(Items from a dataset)
* * *
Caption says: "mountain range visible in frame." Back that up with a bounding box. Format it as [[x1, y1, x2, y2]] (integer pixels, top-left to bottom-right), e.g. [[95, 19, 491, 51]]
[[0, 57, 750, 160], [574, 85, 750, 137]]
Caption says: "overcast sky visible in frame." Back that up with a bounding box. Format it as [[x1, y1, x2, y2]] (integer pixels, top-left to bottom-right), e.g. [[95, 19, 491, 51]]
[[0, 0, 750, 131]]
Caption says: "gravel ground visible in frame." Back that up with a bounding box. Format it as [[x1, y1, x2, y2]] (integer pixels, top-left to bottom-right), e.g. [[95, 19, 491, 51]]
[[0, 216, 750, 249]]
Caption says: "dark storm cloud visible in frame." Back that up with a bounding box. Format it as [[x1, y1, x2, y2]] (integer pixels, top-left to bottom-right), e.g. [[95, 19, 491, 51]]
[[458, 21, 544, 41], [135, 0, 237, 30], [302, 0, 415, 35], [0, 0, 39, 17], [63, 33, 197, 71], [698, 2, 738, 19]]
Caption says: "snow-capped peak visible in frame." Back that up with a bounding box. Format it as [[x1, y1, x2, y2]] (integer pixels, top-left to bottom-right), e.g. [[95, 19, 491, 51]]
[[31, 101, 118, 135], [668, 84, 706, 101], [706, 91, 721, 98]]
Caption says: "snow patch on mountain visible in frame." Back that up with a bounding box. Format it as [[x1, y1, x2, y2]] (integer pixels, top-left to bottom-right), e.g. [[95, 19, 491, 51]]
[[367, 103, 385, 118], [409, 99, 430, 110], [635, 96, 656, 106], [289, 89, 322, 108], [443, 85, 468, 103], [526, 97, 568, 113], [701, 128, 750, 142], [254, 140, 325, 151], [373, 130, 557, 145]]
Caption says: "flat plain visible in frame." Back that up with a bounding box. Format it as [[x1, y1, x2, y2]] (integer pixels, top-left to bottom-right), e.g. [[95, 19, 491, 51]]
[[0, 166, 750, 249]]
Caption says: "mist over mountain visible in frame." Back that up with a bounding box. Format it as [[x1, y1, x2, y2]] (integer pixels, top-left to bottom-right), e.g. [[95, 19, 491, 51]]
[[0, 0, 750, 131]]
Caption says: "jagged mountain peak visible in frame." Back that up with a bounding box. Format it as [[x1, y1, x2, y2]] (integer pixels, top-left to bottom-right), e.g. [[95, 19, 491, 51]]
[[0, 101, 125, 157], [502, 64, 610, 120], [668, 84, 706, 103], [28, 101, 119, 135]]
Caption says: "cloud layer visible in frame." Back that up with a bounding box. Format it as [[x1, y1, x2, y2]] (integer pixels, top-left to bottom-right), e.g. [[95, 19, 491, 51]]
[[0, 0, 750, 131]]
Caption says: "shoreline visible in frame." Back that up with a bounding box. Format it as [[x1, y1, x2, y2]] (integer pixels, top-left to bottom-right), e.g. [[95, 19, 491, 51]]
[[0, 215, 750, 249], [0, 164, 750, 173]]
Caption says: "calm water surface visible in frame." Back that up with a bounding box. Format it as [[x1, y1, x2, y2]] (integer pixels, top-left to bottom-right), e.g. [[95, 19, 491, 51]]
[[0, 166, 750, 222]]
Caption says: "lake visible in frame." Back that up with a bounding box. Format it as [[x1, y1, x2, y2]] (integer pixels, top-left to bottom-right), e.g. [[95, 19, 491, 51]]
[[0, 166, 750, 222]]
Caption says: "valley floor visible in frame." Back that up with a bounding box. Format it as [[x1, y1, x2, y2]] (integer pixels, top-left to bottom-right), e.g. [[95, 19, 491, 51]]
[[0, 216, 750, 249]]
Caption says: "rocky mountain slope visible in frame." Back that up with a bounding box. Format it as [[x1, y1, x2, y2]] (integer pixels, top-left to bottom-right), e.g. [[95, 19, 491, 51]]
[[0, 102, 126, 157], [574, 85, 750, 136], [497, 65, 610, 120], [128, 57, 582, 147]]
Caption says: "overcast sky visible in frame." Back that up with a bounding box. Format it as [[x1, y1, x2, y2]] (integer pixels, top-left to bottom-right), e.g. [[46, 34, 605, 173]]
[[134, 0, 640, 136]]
* * *
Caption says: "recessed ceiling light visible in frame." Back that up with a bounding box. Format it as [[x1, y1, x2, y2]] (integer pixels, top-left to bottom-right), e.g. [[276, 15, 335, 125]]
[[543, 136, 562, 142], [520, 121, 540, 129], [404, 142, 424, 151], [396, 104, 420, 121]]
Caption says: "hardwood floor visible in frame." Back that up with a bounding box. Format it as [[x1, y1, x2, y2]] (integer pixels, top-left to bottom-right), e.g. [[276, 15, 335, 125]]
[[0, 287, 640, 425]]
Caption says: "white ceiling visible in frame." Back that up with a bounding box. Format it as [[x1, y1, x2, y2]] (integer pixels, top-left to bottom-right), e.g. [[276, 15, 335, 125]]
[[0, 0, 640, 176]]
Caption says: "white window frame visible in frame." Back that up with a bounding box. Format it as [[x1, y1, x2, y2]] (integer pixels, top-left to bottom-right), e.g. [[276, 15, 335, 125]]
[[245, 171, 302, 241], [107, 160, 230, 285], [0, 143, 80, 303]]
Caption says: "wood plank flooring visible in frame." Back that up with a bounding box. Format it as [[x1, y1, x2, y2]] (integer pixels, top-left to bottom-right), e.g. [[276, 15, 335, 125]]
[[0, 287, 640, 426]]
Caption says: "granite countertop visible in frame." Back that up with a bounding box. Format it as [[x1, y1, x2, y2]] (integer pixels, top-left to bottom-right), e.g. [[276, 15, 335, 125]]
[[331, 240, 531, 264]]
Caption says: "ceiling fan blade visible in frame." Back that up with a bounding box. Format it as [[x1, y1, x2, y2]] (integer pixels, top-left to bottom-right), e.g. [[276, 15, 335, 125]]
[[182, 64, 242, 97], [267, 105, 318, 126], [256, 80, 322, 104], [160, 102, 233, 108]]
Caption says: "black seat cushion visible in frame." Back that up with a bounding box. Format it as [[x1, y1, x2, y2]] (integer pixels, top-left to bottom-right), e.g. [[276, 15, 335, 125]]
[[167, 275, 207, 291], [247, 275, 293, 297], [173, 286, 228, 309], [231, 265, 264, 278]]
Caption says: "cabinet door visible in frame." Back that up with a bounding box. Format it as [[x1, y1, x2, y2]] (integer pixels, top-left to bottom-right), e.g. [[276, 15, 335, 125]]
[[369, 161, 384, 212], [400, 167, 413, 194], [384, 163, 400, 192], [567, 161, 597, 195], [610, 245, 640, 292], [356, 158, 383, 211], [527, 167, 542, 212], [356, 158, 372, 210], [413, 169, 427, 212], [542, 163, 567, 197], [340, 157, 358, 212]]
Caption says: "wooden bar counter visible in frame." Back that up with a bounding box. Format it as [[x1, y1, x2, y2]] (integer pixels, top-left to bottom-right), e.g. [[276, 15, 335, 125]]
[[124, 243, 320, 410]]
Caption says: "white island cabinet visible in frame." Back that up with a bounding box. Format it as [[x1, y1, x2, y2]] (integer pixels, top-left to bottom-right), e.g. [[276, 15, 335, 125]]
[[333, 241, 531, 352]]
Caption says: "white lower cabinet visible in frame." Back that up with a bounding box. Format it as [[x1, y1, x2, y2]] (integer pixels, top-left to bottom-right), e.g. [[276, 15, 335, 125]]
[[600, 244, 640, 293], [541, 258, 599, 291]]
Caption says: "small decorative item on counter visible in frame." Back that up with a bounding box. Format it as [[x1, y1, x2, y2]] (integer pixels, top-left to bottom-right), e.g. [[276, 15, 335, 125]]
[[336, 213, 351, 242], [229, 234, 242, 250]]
* * *
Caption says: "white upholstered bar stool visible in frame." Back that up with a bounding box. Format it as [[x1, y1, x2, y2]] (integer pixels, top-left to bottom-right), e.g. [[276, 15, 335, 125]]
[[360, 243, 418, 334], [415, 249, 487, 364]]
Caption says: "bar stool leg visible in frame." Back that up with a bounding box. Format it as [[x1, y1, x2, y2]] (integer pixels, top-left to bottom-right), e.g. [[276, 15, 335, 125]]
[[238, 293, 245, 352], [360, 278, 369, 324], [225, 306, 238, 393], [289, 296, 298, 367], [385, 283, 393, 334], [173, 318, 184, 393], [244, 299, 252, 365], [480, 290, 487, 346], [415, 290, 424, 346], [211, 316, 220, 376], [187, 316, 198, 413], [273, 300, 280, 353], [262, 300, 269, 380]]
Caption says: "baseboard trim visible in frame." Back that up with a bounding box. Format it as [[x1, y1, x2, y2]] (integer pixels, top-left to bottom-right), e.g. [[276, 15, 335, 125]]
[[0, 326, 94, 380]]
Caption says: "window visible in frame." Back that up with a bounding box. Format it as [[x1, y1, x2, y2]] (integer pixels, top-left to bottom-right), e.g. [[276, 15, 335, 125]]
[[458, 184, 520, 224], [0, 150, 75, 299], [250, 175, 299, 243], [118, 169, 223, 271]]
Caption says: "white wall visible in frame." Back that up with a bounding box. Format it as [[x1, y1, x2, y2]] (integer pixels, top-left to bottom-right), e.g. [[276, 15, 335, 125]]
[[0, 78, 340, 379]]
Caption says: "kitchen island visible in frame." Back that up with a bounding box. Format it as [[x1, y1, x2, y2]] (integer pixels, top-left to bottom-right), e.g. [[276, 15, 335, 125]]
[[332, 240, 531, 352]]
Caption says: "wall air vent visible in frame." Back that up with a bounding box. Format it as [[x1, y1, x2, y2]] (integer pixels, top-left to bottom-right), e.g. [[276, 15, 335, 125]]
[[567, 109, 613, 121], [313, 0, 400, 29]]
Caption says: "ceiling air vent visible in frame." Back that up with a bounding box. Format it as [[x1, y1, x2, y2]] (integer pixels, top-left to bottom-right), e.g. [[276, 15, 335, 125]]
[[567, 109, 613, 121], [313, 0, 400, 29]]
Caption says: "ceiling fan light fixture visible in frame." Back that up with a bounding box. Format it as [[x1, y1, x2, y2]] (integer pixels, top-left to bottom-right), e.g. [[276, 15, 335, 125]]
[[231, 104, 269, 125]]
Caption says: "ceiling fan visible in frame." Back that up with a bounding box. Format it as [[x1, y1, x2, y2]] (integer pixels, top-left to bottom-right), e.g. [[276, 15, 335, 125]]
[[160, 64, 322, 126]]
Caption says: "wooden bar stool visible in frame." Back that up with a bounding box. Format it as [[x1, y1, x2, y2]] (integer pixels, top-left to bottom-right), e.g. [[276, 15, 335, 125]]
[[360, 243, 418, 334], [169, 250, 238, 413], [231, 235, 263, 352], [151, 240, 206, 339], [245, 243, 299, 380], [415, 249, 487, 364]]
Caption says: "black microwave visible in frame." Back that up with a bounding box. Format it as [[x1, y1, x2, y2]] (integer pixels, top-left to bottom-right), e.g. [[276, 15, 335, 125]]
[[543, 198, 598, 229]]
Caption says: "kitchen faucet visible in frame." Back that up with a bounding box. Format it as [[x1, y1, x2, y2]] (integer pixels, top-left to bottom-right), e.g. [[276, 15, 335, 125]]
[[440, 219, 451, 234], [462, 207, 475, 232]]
* * *
-- Goal of the exercise --
Edit everything from the line containing "mountain slope visible" down to the line containing "[[134, 0, 640, 136]]", changing "rocky" to "jagged" and keeping all else the same, then return only those lines.

-- Solution --
Caption says: "jagged mountain slope visible in frame." Back that up with a bounding box. Format it as [[x1, y1, x2, y2]] (integer pixels, top-left to bottom-right), e.g. [[95, 19, 491, 51]]
[[0, 102, 126, 157], [574, 85, 750, 136], [497, 65, 610, 120], [128, 57, 582, 147]]
Caption says: "overcast sky visible in frame." Back that up with a bounding box. Format it as [[x1, y1, x2, y2]] (integer pixels, top-left to bottom-right), e.g. [[46, 34, 605, 173]]
[[134, 0, 640, 136]]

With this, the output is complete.